- TO DO
Put every line of the data below into a JSON list of strings, one string per line, and skip any blank lines. Leave the pictures out.
━━ RECORDS SHOWN ━━
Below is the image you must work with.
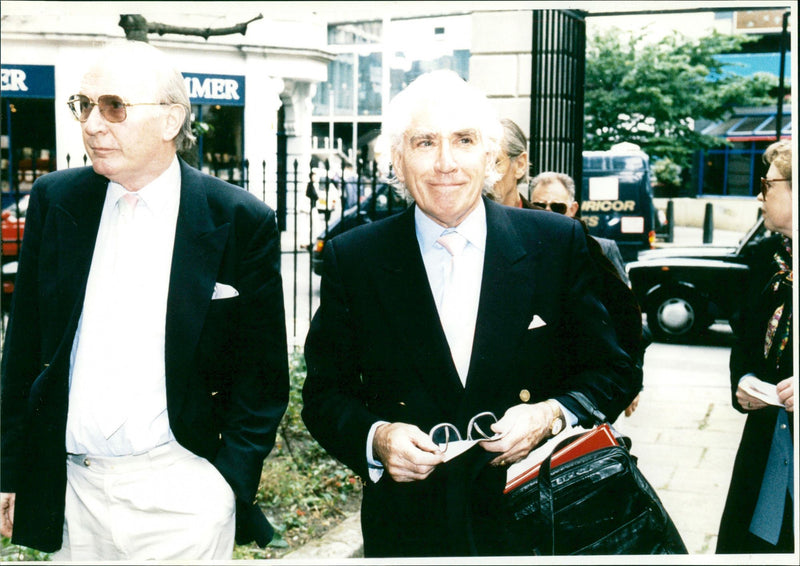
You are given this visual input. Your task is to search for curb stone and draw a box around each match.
[283,511,364,560]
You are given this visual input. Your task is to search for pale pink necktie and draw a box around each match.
[436,232,474,384]
[121,193,139,214]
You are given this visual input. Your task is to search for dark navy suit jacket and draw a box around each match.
[0,162,288,552]
[303,199,641,557]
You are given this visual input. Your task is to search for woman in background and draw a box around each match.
[717,141,795,554]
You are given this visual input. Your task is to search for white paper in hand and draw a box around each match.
[739,375,783,407]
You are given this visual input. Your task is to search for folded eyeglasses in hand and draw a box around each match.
[429,411,504,462]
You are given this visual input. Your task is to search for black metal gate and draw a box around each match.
[530,10,586,194]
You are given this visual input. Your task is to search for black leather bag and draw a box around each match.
[506,394,687,556]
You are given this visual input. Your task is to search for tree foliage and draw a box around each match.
[584,29,777,171]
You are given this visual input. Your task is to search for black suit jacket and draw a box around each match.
[1,162,288,552]
[303,199,641,556]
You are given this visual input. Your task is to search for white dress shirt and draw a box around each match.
[66,158,181,456]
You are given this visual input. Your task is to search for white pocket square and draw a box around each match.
[211,283,239,301]
[528,314,547,330]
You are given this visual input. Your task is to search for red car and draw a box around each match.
[2,195,28,263]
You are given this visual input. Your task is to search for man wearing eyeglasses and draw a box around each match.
[530,171,652,417]
[303,71,641,557]
[0,42,288,562]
━━━
- ANSWER BELOW
[
  "Below is the image you must work with.",
  "You are given this visual input. Your task is to search for curb stone and draw a box around each match.",
  "[283,511,364,560]",
  "You are given this visual input. Your task is to search for pale pink necktie and draw a box around each match.",
  "[436,232,474,384]",
  "[121,193,139,214]",
  "You are given this visual input. Your task is to search for dark navy suit jacket and draw a box around each match.",
  "[0,162,288,552]",
  "[303,199,641,557]",
  "You are given this visual input. Your task is to search for woman in background and draw a box around each match.",
  "[717,141,795,554]",
  "You are given this visual input. Your task is to search for white paper in hand and draw a box around each match.",
  "[739,375,783,407]",
  "You are given this visual input. Your task is to search for folded eyeglasses in hand and draw a box around each match.",
  "[429,411,504,462]",
  "You are given this visual input. Your task is to search for black metal gate and draw a box around each match.",
  "[530,10,586,194]",
  "You are given this visual input. Your task is to search for black leather bag and draw a box around each match.",
  "[506,394,687,556]",
  "You are given this visual input. Your task is to search for tree foliage and draw a box around each match.",
  "[584,29,777,171]",
  "You are given this visual input. Your task is to search for black suit jacket and draw a box around each match.",
  "[1,162,288,552]",
  "[303,199,641,556]",
  "You are given this visual input. Your task is to search for white dress shirt and draw a box around each match.",
  "[66,158,181,456]",
  "You are given this visual input. Your task is to search for white pocket square and draw a box around each match.",
  "[211,283,239,301]",
  "[528,314,547,330]",
  "You are given this visual input. Your task is to search for red car and draw a box around each match.",
  "[2,195,28,263]",
  "You are given this visual input. Your task is to search for man wearing eyeglasses and draw a box around each match.",
  "[530,171,652,417]",
  "[303,71,641,557]",
  "[0,42,288,562]"
]